Dataset items:
------------------------------
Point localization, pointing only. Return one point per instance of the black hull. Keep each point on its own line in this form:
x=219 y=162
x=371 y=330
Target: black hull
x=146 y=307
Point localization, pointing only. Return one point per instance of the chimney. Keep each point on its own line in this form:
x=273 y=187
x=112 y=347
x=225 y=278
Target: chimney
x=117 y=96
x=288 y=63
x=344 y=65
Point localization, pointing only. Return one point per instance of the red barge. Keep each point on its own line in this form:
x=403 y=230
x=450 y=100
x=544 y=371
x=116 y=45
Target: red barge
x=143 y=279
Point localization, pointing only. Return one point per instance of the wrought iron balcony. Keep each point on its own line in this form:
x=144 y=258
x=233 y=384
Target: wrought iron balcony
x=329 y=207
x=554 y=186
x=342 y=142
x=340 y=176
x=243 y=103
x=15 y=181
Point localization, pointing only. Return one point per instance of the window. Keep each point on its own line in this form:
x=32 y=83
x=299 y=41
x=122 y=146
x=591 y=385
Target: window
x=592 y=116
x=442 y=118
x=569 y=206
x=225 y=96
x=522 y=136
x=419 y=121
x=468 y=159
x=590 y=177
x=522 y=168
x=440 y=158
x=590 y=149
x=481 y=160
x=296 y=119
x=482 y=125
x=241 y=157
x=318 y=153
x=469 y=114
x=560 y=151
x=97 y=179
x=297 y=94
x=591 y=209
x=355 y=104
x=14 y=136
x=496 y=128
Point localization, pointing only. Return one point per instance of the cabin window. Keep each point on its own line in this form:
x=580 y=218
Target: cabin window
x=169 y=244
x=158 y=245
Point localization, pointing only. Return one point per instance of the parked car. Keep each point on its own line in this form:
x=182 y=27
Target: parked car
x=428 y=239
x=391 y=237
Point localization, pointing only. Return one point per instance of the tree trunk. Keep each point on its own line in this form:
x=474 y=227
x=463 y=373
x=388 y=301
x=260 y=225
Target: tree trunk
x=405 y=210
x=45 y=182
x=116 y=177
------------------------------
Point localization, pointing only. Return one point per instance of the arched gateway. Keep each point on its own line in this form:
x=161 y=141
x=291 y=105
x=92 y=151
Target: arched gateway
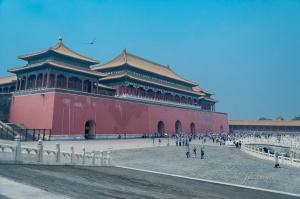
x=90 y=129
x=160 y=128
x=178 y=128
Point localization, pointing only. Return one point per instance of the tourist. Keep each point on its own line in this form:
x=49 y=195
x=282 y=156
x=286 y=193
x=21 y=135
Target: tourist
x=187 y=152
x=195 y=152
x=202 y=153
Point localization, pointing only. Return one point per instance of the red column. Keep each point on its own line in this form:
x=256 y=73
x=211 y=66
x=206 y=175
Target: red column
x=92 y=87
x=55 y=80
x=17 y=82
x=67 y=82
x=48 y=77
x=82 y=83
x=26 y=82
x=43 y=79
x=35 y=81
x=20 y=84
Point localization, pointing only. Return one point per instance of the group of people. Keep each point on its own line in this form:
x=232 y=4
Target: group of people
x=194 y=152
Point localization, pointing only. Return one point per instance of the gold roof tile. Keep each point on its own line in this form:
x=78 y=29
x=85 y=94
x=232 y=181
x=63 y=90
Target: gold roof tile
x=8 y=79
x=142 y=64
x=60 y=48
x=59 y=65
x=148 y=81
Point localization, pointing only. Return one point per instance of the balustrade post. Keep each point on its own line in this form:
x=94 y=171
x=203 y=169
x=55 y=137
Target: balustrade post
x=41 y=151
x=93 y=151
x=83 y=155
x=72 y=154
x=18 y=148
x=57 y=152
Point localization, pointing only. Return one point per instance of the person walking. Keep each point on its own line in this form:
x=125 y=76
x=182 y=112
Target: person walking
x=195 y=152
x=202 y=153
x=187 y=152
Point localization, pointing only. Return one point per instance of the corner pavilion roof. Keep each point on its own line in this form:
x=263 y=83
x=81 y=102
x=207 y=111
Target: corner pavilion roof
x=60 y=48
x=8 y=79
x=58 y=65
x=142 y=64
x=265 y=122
------------------------------
=== TASK TO COMPLETE ===
Reproduce word for word the lines above, from the line with "of the cabin" to the line with "x=116 y=177", including both of those lines.

=== WRITTEN SOLUTION ===
Point localization, pointing only. Return one point per instance of the cabin window. Keep each point on its own line in this form:
x=580 y=218
Target: cabin window
x=169 y=244
x=158 y=245
Point localization, pointing only. Return one point per instance of the parked car. Keep each point on its own line in this form:
x=182 y=27
Target: parked car
x=428 y=239
x=391 y=237
Point localization, pointing only. Return one point per instance of the tree trunk. Keep each point on its own line in this form:
x=474 y=227
x=463 y=373
x=388 y=301
x=260 y=225
Target: tree trunk
x=405 y=210
x=45 y=182
x=116 y=177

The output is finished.